- EXERCISE AIM: Copy the items below word for word, from the line containing "Practice. Locate the mountain in" through the end of the items, and leave the pictures out of your copy.

- RECORDS FOR THIS EXERCISE:
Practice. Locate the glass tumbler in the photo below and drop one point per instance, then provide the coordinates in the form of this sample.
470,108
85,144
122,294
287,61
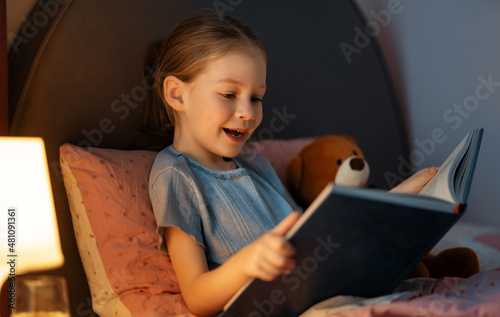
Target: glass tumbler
41,296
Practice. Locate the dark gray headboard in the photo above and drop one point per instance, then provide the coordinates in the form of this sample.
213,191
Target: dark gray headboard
77,79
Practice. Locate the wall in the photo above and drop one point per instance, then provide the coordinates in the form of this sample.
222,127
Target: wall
441,54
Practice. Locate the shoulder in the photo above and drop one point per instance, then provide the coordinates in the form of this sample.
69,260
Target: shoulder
169,164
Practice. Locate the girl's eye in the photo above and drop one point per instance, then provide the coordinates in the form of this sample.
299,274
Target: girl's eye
228,96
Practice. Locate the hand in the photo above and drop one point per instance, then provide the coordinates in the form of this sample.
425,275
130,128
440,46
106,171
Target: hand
271,255
415,183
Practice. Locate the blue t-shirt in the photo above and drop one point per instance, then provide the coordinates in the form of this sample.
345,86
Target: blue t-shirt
223,210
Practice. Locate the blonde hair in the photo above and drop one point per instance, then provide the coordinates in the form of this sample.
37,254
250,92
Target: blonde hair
185,54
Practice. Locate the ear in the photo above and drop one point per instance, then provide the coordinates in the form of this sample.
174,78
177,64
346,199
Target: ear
172,92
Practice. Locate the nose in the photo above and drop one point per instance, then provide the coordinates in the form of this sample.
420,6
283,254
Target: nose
245,111
357,164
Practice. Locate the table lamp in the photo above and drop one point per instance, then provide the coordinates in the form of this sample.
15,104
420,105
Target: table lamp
29,236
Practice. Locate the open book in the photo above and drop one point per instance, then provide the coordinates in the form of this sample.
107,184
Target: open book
363,242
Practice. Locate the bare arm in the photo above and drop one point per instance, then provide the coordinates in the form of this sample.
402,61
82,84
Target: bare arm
206,292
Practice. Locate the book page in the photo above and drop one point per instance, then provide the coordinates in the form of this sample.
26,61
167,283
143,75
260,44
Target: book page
441,186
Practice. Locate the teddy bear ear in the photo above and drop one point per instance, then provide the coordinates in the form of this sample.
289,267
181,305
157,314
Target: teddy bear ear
294,172
350,138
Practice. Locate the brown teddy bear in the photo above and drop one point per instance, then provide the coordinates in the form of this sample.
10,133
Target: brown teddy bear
338,159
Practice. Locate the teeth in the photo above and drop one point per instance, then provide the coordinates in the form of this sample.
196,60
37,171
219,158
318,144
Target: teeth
233,133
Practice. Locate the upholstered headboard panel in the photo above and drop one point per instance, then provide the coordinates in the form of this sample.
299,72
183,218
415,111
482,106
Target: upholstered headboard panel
75,76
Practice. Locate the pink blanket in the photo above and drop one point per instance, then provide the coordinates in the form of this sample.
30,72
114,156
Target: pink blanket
478,295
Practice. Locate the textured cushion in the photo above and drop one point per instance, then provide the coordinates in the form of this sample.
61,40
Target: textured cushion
115,231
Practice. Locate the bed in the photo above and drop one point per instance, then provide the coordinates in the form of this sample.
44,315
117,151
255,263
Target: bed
76,81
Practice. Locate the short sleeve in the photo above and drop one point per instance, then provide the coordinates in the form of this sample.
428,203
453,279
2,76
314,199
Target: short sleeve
175,202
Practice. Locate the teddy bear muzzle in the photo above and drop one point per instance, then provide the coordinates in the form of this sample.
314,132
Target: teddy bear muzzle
353,172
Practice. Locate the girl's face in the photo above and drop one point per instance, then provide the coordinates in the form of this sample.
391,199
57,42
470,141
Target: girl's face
222,108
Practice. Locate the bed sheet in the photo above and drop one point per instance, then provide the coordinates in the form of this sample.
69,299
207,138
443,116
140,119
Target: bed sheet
478,295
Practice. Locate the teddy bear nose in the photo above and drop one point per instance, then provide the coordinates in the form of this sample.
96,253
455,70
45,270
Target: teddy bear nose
357,164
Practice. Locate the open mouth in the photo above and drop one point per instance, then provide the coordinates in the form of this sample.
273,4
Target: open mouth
233,133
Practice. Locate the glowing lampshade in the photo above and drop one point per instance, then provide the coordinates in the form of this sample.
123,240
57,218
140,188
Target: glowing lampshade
29,236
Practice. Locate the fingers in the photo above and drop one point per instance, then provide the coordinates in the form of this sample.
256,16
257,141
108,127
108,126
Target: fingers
274,256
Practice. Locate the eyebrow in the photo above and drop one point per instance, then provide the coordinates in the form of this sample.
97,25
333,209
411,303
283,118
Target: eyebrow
237,82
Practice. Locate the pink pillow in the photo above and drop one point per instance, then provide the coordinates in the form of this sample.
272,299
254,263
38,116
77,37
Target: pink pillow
115,231
115,227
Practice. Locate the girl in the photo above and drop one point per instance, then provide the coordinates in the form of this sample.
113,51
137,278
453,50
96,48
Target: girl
221,215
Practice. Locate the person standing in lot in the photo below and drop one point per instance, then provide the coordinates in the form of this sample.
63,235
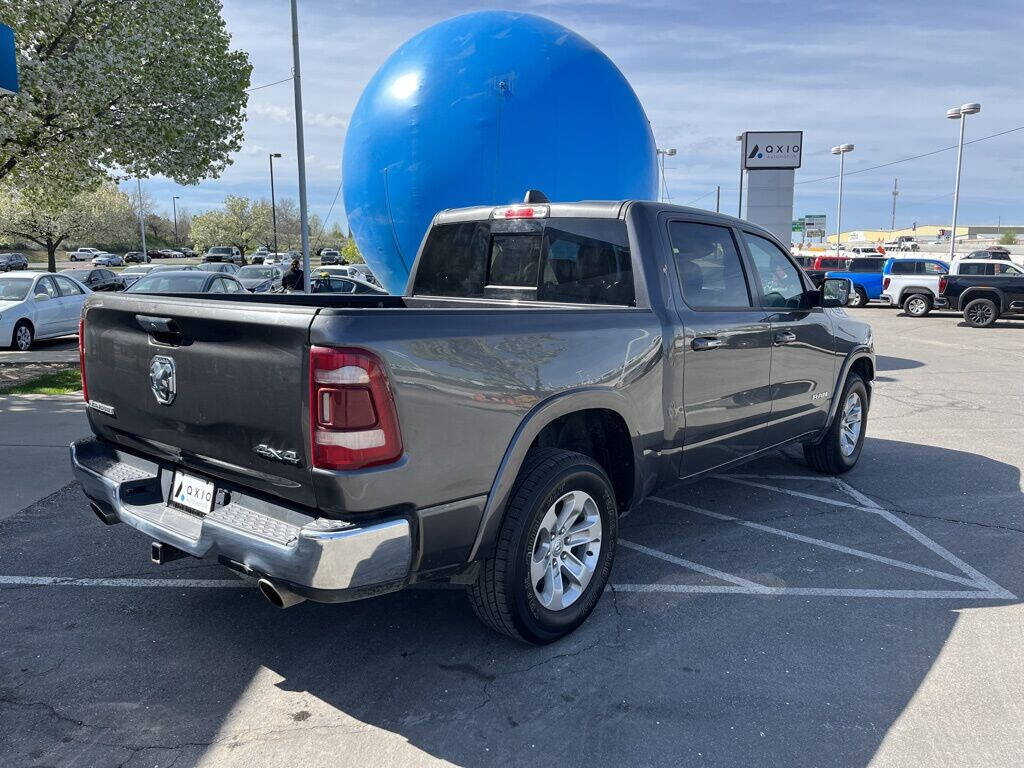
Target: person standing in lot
294,280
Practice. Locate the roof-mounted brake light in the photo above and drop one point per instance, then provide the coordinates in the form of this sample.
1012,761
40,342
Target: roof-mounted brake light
520,212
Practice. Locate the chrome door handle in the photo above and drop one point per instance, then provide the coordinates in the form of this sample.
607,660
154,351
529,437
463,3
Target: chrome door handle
706,342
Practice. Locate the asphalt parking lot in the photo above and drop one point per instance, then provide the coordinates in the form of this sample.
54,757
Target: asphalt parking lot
767,617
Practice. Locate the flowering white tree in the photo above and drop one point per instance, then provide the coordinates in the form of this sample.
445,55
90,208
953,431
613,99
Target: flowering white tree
144,86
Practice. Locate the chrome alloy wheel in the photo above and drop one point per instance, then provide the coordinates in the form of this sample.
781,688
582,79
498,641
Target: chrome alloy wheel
23,339
850,423
565,550
916,306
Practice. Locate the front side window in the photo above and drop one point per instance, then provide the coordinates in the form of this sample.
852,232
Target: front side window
46,286
780,283
711,272
68,287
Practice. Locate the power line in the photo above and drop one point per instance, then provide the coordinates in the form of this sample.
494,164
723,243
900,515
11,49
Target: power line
697,200
914,157
267,85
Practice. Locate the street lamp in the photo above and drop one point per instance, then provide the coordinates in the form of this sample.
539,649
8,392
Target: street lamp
958,113
663,154
273,207
174,205
739,207
842,150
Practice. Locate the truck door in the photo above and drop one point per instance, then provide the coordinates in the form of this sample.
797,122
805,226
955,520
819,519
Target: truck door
803,358
727,348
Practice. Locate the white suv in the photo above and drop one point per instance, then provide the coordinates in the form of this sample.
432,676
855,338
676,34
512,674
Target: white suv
912,284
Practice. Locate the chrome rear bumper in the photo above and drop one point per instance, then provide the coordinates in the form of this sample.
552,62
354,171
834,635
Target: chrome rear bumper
326,559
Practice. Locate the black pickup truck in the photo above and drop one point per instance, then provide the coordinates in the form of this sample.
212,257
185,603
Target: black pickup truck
983,291
549,366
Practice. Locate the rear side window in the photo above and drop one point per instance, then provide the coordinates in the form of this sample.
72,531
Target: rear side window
711,272
976,269
906,267
582,261
866,265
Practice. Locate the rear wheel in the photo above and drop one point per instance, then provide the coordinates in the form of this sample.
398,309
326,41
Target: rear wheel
23,336
840,449
554,550
918,305
981,312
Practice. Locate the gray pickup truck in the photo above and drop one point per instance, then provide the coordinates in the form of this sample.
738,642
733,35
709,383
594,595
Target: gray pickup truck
549,367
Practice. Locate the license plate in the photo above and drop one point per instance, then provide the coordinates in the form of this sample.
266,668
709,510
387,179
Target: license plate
193,493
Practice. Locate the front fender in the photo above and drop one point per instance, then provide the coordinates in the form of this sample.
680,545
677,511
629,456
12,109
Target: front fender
542,415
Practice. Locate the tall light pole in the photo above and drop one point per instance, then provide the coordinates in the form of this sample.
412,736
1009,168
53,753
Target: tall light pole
300,145
174,206
663,154
958,113
842,150
141,218
892,226
273,205
739,207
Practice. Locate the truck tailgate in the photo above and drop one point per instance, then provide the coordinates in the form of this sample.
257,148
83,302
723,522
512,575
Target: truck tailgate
240,382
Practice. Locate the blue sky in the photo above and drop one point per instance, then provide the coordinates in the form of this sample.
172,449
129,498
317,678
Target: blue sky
880,75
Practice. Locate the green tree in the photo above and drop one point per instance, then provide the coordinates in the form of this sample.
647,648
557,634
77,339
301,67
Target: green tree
33,215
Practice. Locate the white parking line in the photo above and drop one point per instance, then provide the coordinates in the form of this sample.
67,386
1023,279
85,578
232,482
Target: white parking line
824,544
750,586
69,582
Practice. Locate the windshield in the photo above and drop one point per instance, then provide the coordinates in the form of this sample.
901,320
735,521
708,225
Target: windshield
170,283
254,272
14,289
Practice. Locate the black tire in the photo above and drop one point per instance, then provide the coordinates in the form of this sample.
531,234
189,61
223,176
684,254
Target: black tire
981,312
918,304
827,456
23,331
503,597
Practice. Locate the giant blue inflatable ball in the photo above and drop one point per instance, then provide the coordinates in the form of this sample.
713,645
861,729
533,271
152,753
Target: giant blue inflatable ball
476,111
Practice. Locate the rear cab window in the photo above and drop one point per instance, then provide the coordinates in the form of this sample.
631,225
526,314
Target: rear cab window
564,260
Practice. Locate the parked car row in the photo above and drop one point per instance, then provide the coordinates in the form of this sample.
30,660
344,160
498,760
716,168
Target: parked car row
38,305
983,289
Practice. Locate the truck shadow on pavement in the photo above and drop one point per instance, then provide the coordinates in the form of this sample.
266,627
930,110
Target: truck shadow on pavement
217,677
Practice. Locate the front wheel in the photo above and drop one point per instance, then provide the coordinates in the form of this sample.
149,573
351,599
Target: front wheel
22,338
918,305
858,297
840,449
981,312
554,550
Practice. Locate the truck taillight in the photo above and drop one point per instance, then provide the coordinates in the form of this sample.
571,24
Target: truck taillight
352,419
81,355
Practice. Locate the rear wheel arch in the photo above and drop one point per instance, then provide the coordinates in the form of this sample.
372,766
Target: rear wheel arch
558,417
992,294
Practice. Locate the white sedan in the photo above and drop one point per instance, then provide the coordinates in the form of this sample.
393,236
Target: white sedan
38,305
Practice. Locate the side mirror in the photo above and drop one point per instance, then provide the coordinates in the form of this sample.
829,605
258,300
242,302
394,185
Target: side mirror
836,291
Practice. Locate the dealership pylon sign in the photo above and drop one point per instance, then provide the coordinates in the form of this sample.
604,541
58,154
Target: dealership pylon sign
8,66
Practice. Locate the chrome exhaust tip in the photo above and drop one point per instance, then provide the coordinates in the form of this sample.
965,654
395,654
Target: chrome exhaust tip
279,596
108,517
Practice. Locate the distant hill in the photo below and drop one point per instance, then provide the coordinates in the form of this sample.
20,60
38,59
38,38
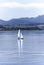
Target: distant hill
24,21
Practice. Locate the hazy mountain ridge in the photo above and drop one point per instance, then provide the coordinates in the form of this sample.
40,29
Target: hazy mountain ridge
24,21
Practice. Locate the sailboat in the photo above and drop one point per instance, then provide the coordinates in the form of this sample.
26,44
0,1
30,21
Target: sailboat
20,35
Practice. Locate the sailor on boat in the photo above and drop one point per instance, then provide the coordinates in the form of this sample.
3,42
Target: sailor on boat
20,35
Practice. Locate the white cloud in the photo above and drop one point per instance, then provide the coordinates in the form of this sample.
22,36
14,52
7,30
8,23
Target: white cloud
19,5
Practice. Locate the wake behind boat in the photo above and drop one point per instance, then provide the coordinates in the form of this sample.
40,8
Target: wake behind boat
20,35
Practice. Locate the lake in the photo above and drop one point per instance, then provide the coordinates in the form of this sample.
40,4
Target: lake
29,51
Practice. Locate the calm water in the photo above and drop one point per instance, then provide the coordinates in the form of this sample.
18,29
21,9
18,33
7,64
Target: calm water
29,51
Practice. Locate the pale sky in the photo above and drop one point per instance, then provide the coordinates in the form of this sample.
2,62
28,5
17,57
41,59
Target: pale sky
10,9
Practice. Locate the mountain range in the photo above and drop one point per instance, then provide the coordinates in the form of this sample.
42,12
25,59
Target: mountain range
24,21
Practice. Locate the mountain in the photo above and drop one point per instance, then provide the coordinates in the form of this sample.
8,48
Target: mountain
24,21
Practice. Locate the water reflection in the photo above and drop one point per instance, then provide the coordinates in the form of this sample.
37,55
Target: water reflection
20,46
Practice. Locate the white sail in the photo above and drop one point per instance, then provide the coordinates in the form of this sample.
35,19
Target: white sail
19,34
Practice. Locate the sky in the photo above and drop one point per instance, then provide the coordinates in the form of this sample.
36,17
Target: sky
10,9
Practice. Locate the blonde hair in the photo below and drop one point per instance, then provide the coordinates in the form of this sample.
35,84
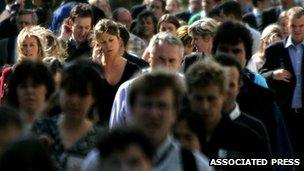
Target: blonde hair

- TASK SOLUTION:
Practice. Locate the mountain in the photo above and drop one point per instance, then provide the coordinates in the form of this sample.
8,48
Target: mountain
24,21
Practice. Locate the water reflection in the photo above and drop one point per instance, then provide the coordinates in the form of this sample.
37,55
Target: water reflection
20,46
Practice. Locate the white sail in the photo above and drop one point per instance, then provide the coordinates in the form of this sample.
35,19
Target: white sail
19,34
Practice. Locate the sky in the photo above and drop one point per instance, then provide the coordinates in the form of this sample.
36,17
Target: sky
10,9
Practice. Locate the blonde hair in the photo below and drop one point per instance, then provide the coordinates in the form of this sample.
35,84
Target: blonde hair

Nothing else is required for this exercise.